Starting at the beginning of the records and ending with the line that contains "positive clicks: (12, 146)", convert those lines into a numbered list, leaving out any blank lines.

Task material
+-------+

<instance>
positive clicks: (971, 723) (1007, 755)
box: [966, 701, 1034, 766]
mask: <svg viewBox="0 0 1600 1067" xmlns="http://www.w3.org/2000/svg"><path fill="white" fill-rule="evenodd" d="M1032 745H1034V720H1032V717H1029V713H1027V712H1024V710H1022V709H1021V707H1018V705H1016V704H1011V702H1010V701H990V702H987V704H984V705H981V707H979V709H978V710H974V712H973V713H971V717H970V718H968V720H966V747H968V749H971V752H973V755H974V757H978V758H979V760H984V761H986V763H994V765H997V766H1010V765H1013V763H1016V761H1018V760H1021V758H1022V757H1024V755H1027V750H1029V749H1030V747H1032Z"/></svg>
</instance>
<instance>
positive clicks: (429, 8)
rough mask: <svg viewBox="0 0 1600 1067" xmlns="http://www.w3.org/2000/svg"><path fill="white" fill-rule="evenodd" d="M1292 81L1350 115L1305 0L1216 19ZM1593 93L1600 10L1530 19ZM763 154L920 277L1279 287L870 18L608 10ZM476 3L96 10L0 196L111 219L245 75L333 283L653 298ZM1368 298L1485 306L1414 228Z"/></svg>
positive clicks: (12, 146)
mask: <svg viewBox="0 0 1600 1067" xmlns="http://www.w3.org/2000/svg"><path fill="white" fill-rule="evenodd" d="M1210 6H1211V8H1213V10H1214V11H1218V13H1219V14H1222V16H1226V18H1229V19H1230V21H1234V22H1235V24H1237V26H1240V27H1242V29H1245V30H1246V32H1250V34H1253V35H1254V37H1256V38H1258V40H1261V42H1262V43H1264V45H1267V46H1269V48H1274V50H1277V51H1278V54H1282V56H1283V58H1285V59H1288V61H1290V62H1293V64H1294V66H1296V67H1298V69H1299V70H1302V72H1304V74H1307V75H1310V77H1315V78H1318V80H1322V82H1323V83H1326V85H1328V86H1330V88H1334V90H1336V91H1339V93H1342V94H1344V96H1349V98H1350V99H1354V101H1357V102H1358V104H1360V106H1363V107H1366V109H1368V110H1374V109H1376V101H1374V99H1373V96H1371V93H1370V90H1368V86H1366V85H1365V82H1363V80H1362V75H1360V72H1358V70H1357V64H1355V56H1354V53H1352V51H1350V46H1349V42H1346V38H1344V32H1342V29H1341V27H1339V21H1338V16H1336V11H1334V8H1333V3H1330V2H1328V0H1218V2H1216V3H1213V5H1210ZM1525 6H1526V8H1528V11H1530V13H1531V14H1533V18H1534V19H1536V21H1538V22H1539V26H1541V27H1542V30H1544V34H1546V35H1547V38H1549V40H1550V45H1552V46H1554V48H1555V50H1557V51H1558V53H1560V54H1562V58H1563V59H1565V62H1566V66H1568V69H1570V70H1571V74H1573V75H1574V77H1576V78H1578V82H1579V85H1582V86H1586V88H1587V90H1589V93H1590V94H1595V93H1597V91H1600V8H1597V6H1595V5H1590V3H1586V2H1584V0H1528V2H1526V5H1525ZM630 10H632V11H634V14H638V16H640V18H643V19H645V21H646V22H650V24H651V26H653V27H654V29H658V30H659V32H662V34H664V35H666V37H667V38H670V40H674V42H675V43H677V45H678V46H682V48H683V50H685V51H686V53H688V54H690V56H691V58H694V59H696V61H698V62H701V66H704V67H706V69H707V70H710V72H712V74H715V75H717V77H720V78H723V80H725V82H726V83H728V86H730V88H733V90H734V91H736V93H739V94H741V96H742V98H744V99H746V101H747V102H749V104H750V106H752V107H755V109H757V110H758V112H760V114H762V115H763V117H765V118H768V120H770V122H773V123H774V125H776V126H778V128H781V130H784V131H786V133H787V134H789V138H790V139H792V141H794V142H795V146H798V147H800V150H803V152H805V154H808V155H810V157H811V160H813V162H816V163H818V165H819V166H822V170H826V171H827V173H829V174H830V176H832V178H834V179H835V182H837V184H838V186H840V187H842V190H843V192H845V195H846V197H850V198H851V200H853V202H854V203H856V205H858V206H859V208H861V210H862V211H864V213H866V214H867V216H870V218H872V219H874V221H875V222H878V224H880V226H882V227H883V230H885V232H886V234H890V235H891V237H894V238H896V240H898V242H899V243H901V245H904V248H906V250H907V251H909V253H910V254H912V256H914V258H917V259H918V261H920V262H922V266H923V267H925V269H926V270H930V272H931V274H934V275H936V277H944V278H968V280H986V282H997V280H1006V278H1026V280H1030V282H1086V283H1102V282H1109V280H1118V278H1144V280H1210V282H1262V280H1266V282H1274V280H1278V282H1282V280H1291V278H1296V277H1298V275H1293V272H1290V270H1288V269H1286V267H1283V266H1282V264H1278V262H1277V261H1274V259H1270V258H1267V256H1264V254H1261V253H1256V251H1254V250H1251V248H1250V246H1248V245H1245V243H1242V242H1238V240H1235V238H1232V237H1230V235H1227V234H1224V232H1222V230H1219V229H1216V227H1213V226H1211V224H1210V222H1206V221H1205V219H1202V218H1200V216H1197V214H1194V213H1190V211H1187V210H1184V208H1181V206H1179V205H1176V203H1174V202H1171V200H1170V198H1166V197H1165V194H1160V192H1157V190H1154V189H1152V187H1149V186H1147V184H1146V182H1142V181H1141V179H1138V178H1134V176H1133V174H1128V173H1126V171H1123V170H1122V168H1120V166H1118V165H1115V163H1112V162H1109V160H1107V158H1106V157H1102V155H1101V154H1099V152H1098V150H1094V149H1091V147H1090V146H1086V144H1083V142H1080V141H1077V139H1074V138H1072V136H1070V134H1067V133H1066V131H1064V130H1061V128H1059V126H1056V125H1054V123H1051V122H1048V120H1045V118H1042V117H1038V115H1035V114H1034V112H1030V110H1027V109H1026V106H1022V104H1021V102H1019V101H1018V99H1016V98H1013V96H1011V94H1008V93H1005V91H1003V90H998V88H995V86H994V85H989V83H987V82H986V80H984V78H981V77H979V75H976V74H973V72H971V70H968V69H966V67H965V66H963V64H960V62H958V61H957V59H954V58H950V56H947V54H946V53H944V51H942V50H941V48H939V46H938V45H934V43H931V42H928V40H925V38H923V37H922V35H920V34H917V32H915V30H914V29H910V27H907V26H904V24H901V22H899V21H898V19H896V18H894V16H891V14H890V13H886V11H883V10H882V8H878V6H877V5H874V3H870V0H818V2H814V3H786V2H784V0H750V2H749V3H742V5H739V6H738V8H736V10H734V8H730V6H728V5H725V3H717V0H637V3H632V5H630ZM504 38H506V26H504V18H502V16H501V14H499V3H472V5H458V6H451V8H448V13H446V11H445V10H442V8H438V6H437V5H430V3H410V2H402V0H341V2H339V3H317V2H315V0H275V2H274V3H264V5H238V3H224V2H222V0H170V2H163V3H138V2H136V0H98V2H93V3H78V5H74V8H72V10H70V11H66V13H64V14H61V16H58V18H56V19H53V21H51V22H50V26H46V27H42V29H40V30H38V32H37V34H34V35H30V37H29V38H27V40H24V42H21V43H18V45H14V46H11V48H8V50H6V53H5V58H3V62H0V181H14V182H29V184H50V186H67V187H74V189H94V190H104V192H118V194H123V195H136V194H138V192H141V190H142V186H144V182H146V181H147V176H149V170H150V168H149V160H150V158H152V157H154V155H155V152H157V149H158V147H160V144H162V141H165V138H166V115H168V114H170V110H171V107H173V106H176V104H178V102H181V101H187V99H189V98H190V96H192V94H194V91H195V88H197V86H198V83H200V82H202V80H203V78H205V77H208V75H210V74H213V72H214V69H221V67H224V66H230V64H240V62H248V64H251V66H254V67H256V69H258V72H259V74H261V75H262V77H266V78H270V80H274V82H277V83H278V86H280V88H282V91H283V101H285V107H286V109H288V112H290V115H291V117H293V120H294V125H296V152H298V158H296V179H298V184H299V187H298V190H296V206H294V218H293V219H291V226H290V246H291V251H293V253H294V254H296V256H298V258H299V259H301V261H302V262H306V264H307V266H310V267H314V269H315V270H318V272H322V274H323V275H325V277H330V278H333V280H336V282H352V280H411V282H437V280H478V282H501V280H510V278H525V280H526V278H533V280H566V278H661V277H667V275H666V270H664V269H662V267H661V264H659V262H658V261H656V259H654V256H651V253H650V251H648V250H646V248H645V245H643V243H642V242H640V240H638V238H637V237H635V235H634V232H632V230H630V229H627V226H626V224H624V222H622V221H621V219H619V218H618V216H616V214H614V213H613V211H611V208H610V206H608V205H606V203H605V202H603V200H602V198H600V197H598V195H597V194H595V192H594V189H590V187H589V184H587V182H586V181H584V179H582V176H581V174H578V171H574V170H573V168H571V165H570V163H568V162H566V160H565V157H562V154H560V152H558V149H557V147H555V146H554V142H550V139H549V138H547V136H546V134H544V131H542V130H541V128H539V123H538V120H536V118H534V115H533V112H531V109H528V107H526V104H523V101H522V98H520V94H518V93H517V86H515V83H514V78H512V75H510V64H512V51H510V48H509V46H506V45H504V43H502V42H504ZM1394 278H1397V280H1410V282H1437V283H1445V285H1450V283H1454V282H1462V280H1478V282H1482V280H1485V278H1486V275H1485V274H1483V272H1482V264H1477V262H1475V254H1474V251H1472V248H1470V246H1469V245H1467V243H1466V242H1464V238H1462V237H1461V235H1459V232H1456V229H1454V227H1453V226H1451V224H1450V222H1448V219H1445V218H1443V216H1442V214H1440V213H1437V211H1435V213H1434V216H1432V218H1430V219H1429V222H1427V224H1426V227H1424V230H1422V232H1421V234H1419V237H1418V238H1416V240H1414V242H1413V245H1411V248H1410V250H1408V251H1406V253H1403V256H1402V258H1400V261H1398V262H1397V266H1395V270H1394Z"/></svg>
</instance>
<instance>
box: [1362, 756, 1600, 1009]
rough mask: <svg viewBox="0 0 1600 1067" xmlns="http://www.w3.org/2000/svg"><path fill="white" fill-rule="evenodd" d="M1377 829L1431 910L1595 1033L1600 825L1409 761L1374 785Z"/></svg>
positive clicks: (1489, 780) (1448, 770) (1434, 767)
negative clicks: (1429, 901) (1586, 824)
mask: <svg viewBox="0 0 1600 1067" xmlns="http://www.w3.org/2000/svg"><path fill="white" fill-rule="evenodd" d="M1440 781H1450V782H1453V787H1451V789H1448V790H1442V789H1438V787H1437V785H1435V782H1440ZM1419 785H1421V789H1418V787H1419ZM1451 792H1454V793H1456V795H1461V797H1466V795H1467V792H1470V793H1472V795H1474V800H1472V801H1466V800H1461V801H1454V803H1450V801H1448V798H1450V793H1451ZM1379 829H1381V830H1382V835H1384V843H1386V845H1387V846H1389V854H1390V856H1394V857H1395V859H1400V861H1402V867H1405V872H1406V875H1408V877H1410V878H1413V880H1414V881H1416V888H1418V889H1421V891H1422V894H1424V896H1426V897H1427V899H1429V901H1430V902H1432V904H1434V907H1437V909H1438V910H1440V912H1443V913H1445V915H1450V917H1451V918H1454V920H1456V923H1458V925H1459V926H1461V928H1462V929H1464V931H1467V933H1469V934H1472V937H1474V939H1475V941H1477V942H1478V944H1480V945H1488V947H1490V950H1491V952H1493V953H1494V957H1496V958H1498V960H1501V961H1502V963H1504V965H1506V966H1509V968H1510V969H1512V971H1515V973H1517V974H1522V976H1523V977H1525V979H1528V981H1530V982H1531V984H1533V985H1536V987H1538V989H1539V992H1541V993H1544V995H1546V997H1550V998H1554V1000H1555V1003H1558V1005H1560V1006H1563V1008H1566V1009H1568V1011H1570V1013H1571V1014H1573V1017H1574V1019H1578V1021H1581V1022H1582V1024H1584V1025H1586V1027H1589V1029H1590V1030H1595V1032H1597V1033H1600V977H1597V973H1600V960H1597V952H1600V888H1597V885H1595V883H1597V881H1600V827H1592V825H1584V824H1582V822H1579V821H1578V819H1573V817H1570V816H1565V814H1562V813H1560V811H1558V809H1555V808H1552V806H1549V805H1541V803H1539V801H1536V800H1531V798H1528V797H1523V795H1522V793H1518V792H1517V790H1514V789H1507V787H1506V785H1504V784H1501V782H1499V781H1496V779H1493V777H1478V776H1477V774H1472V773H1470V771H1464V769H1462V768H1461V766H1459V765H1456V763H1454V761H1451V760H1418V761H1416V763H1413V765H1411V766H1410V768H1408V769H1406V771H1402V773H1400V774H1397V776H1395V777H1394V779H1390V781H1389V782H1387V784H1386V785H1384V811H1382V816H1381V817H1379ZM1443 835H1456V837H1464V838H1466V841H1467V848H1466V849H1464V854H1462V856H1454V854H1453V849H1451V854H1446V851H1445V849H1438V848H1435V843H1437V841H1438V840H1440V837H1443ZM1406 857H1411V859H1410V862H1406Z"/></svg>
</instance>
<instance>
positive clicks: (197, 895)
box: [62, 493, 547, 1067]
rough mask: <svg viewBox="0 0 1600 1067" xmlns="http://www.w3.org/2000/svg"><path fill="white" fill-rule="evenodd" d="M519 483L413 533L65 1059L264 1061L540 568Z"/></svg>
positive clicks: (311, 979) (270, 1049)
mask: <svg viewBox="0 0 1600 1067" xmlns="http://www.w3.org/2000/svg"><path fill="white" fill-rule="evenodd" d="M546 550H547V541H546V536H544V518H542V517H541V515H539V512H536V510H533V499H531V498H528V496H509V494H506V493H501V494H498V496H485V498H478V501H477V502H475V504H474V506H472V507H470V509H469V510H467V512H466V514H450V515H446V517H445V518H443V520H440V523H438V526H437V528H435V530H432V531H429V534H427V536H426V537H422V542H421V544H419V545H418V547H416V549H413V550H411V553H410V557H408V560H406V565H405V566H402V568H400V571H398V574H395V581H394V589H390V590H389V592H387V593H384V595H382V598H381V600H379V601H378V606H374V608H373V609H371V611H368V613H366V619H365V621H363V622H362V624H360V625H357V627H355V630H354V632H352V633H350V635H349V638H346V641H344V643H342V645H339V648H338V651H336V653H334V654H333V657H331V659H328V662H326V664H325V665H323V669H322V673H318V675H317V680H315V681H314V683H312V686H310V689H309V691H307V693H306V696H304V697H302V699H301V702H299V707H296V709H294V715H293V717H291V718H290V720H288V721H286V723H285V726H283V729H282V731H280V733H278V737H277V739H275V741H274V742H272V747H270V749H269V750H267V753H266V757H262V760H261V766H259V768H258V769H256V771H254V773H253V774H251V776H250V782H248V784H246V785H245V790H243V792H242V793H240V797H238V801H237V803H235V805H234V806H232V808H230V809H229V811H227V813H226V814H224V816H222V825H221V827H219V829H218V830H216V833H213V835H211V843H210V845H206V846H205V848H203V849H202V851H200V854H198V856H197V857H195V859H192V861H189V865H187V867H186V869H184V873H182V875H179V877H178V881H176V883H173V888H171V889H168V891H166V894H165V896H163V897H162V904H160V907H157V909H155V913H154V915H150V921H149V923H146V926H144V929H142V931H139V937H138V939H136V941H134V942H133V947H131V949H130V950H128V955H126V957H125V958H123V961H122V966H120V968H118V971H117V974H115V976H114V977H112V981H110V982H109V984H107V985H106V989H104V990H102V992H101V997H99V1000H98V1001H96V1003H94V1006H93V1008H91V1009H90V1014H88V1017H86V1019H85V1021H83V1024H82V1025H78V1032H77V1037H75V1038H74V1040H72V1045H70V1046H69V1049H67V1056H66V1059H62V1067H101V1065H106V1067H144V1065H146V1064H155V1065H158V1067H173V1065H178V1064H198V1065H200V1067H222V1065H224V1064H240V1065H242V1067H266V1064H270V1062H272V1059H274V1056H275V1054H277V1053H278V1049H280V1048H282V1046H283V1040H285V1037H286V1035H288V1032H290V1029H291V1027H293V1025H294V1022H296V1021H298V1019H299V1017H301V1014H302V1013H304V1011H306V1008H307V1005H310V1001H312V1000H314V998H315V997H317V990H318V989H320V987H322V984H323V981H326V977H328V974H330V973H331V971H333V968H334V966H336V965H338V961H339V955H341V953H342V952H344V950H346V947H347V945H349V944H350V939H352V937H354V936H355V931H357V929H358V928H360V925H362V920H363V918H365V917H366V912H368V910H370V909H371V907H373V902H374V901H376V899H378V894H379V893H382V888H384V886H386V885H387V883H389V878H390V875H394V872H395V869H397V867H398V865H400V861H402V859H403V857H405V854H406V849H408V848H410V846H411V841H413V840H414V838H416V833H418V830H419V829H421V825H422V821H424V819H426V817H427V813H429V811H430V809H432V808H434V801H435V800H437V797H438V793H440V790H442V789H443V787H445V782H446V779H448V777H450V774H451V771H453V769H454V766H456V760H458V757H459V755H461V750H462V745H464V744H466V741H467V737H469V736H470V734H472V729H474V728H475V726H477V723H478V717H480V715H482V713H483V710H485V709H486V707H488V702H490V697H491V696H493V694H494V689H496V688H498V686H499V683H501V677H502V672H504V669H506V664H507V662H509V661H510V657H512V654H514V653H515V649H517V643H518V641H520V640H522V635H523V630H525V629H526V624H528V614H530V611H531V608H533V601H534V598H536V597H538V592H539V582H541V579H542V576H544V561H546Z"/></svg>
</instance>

+-------+

Final answer
1. <instance>
2. positive clicks: (971, 723) (1007, 755)
3. box: [966, 701, 1034, 766]
4. mask: <svg viewBox="0 0 1600 1067" xmlns="http://www.w3.org/2000/svg"><path fill="white" fill-rule="evenodd" d="M1032 745H1034V720H1032V717H1029V713H1027V712H1024V710H1022V709H1021V707H1018V705H1016V704H1011V702H1010V701H990V702H987V704H984V705H981V707H979V709H978V710H974V712H973V713H971V717H970V718H968V720H966V747H968V749H971V752H973V755H974V757H978V758H979V760H984V761H986V763H994V765H997V766H1010V765H1013V763H1016V761H1018V760H1021V758H1022V757H1024V755H1027V750H1029V749H1030V747H1032Z"/></svg>
5. </instance>
6. <instance>
7. positive clicks: (429, 8)
8. rough mask: <svg viewBox="0 0 1600 1067" xmlns="http://www.w3.org/2000/svg"><path fill="white" fill-rule="evenodd" d="M1292 81L1350 115L1305 0L1216 19ZM1593 93L1600 10L1530 19ZM763 154L920 277L1279 287L870 18L608 10ZM476 3L96 10L0 196L111 219L245 75L333 283L653 298ZM1368 298L1485 306L1414 228Z"/></svg>
9. positive clicks: (12, 146)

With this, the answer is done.